(Stored data entries)

____

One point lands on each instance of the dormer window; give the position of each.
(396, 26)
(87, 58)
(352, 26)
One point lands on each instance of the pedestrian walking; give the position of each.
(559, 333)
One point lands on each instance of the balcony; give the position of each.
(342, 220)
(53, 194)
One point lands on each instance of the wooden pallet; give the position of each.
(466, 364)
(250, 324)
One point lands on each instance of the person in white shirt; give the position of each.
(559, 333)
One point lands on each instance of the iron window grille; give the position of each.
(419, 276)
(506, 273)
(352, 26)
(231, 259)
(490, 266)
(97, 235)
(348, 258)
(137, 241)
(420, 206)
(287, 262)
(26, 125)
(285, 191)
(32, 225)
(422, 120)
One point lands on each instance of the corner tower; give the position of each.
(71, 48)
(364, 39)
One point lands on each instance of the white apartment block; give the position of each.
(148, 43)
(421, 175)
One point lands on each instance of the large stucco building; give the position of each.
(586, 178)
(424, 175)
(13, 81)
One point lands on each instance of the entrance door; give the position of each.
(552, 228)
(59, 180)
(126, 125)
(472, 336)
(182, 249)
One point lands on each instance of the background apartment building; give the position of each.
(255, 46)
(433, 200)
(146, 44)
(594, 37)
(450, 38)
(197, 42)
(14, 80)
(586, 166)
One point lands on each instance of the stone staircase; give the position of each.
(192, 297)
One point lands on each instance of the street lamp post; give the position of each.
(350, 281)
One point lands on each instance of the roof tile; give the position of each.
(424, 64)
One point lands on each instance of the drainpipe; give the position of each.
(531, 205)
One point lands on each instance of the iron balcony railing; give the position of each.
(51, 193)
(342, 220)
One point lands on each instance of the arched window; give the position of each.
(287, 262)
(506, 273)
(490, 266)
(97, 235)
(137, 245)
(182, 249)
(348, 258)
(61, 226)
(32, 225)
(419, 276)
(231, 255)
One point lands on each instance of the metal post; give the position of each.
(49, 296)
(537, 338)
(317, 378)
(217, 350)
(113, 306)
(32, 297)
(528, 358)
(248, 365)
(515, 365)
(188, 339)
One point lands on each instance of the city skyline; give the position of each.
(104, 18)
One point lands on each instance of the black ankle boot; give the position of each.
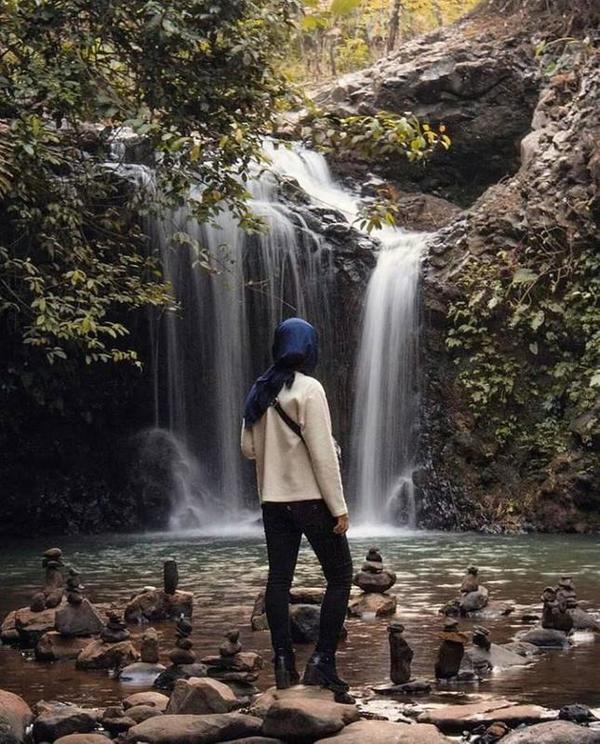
(320, 670)
(284, 664)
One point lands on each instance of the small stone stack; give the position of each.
(232, 664)
(374, 580)
(451, 651)
(182, 653)
(54, 582)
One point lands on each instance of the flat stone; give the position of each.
(555, 732)
(15, 713)
(386, 732)
(52, 646)
(79, 620)
(200, 696)
(305, 718)
(83, 739)
(263, 702)
(63, 721)
(379, 605)
(100, 655)
(188, 729)
(456, 718)
(153, 699)
(546, 638)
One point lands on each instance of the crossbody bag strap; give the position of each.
(288, 419)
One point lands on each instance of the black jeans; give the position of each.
(284, 525)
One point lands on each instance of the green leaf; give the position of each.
(343, 7)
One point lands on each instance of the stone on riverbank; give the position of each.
(15, 714)
(555, 732)
(303, 718)
(52, 646)
(199, 696)
(386, 732)
(546, 638)
(59, 722)
(156, 605)
(188, 729)
(83, 739)
(100, 655)
(152, 699)
(453, 719)
(79, 620)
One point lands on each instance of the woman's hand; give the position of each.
(342, 524)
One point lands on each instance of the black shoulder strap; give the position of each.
(288, 419)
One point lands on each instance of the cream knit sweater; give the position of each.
(288, 469)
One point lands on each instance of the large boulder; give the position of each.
(201, 695)
(386, 732)
(554, 732)
(52, 646)
(453, 719)
(188, 729)
(15, 715)
(155, 605)
(304, 719)
(100, 655)
(59, 722)
(79, 620)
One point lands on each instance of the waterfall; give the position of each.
(209, 354)
(385, 416)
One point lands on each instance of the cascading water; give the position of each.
(216, 347)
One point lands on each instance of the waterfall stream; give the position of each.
(210, 353)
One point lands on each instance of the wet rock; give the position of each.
(304, 719)
(200, 696)
(100, 655)
(83, 739)
(151, 699)
(576, 713)
(115, 630)
(378, 605)
(15, 715)
(188, 729)
(141, 672)
(546, 638)
(373, 576)
(52, 646)
(451, 651)
(31, 626)
(554, 732)
(79, 620)
(149, 649)
(454, 719)
(401, 654)
(62, 721)
(170, 576)
(166, 680)
(386, 732)
(8, 631)
(153, 605)
(139, 713)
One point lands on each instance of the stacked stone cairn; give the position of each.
(233, 665)
(451, 651)
(374, 579)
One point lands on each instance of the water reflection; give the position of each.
(226, 573)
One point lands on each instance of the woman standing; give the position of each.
(287, 431)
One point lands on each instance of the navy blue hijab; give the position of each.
(294, 350)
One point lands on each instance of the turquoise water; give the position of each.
(226, 573)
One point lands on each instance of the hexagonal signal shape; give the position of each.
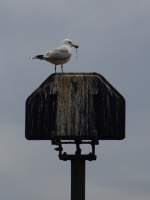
(72, 106)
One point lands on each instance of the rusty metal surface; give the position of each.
(75, 106)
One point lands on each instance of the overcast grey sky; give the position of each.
(114, 39)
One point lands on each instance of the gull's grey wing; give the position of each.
(61, 53)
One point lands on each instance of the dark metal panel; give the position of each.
(75, 106)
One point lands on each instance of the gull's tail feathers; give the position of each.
(41, 57)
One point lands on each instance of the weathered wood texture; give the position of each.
(75, 106)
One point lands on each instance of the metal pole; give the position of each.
(78, 178)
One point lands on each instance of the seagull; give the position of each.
(60, 55)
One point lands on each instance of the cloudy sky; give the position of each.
(114, 39)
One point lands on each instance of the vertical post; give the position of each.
(78, 178)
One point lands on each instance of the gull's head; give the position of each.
(70, 43)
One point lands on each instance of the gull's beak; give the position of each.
(75, 45)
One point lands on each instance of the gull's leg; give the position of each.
(62, 68)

____

→ **About this exercise**
In the copy, leave out all pictures, and retype exactly each line from the one with "One point lands on each instance of the turquoise" through the last line of the entries.

→ **Response to this exercise**
One point lands on each instance of the turquoise water; give the position of each.
(226, 573)
One point lands on each instance of the hexagonal signal shape; give the position of each.
(72, 106)
One point lands on each instance of the rusty metal surface; give the position of each.
(75, 106)
One point lands on each instance of the overcast grey sky; give the position of each.
(114, 39)
One point lands on each instance of the gull's grey wing; give the position of each.
(61, 53)
One point lands on each instance of the dark metal panel; give the position of each.
(75, 106)
One point lands on each instance of the gull's tail feathers; give the position of each.
(41, 57)
One point lands on each instance of the weathered wood texture; give the position of each.
(75, 106)
One point lands on each instance of the metal pole; give the position of each.
(78, 178)
One point lands on each instance of the seagull; give the position of each.
(60, 55)
One point lands on each instance of the cloudy sky; give the position of each.
(114, 39)
One point lands on each instance of the vertical post; give the position of each.
(78, 178)
One point lands on each instance of the gull's head; give the position of each.
(70, 43)
One point lands on each instance of the gull's beak; give the position of each.
(75, 45)
One point lands on each instance of the gull's leg; give the position of each.
(62, 68)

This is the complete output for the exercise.